(Things to do)
1 > From the commentary on the French and Danish economies, write out word for word the stretch that starts with "Villepin's government is" and goes on through "the best jobs.".
2 > Go on with the commentary on the French and Danish economies, picking up after its final sentence.

(Text shown)
◆ ◆ ◆ ◆ ◆

The problems in France and Germany are simply that their economies are different to the US. France actually embodies some fairly basic capitalist principles which are no stranger to US companies : globalization (Toyota built its latest manufacturing plant there), foreign investment (40% of French quoted companies are foreign owned) and recent decoupling of private enterprise from the state. But France also has a progressive social agenda which the US lacks, and this is a source of some of France's woes. Its primary and secondary healthcare system is enormous and much-abused, and labour security has been a deeply engrained ethic.
Villepin's government is trying to reduce long-term unemployment. Unfortunately, the CPE law will simply create further uncertainty among an already uncertain graduate labour market, shift power into the hands of unscrupulous employers and make it harder for the best students to find the best jobs.
The situation is Denmark is interesting, and one which 99.99% of US commentators neglect completely. Socialism in Denmark is a reality, perhaps more so than in France. Healthcare, education and public transport are funded by the hefty taxes levied, and it has been that way for a long time. As in France, there is considerable resistance to changing the system. Even under perhaps the most rightwing government ever to take office, there is little stomach for deregulating any of it. There have, admittedly, been reforms in healthcare, education, employment and taxation, but compared to, say, Thatcher in the 80's, these are as nought.

◆ ◆ ◆ ◆ ◆

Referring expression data
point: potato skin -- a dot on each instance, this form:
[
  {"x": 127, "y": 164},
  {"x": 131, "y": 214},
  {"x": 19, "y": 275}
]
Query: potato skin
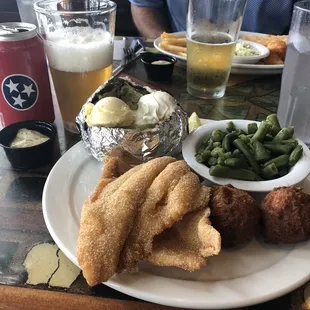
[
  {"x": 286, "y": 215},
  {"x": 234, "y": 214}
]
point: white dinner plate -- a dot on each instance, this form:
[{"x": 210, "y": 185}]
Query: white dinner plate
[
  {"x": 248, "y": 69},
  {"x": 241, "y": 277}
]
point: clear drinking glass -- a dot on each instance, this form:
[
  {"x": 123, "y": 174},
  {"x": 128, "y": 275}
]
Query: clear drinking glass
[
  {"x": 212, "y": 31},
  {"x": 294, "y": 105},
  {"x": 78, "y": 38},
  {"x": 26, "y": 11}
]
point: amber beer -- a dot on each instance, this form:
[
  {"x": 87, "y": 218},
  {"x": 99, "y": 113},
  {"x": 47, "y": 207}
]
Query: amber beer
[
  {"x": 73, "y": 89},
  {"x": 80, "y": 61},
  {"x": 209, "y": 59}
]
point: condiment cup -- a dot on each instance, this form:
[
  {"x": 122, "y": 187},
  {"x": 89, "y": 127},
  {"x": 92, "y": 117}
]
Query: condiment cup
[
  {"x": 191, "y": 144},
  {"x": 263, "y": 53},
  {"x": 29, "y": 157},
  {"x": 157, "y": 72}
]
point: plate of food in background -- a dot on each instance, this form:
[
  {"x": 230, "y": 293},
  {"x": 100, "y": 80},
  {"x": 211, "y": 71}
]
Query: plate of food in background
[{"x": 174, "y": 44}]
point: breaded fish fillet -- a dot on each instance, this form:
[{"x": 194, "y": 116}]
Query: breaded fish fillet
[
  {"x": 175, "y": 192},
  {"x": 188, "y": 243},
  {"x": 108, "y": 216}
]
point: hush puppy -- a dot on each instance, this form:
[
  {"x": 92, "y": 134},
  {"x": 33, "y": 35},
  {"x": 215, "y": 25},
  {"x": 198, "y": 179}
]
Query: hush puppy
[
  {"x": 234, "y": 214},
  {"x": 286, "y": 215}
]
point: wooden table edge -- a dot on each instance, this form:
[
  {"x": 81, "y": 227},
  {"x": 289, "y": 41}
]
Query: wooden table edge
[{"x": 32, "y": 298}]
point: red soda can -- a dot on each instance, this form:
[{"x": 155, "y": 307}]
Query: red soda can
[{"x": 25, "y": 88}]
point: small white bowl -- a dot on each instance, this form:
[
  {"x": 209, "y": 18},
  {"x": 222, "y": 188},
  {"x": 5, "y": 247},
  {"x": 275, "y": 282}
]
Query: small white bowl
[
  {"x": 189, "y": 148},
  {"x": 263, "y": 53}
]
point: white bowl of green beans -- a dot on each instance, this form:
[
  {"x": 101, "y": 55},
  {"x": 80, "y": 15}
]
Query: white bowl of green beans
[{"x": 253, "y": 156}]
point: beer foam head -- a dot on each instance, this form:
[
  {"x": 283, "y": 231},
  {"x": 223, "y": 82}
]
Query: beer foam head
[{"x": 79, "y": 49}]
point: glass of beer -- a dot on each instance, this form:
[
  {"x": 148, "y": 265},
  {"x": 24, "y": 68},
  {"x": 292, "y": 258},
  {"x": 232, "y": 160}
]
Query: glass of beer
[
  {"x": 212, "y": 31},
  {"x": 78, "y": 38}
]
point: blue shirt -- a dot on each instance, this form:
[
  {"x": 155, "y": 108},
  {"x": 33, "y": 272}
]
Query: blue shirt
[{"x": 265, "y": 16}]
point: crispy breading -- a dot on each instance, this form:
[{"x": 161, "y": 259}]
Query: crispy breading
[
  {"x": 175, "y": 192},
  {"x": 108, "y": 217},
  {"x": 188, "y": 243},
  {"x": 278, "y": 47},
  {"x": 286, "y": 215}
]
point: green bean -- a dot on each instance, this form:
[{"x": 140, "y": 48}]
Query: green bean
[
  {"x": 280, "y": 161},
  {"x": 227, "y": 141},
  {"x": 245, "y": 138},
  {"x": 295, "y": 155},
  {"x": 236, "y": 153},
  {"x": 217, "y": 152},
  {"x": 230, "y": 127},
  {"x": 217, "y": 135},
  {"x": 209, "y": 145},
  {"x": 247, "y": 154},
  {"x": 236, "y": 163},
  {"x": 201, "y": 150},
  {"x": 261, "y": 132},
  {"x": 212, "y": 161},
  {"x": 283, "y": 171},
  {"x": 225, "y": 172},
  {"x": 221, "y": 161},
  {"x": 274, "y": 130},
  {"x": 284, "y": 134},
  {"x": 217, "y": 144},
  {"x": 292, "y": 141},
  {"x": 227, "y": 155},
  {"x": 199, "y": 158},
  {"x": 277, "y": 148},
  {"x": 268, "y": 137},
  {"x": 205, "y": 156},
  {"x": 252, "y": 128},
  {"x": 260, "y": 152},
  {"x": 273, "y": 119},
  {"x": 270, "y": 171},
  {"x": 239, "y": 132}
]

◆ ◆ ◆ ◆ ◆

(Your written answers)
1 >
Villepin's government is trying to reduce long-term unemployment. Unfortunately, the CPE law will simply create further uncertainty among an already uncertain graduate labour market, shift power into the hands of unscrupulous employers and make it harder for the best students to find the best jobs.

2 >
And I hope it stays that way. I share that wish with the Economist Intelligence Unit who have recently ranked Denmark as having the number one business climate in the World between 2006 and 2011.
I love things like this - it completely confuses libertarian economists who cast around for mitigating factors - maybe Denmark is too small, too special, too strange. The fact is, it's a good political and economic model, carefully cultivated over a hundred years of democratic debate (with a small interruption between 1939 and 1945). The Danish political system is based on proportional representation, so anyone who has a view can find a voice in parliament. Union/employer relations are stunningly cordial. That's not to say that there aren't disagreements or strikes (and sometimes the strikes are annoylingly unplanned) but broad employment conditions and salary levels are discussed. This is because Danish students are encouraged from an early level to participate in decision making. High school kids here are often highly socially engaged, and this engagement follows them through to university and into the workforce. It's hard to feel dispossessed by society when you've been taking an active part in it virtually since birth. Danish businesses do fairly well here - Novo Nordisk, Mærsk, LEGO (OK, they have problems), Arla, B&O. And the biotech/biomedical sector here employs 40,000 people. Not bad for a small country.
Of course, there are exceptions and problems and things that don't work. But the impression one gets is that the Danes have spent a long time trying to get a holistic system together and have for the large part succeeded.
It makes me nervous when politicians start talking about making wholesale changes, and it makes me depressed when US commentators start talking about things they know nothing about. I hope the French government goes back to the drawing board on this - and that Dansk Folkeparti don't start getting ideas.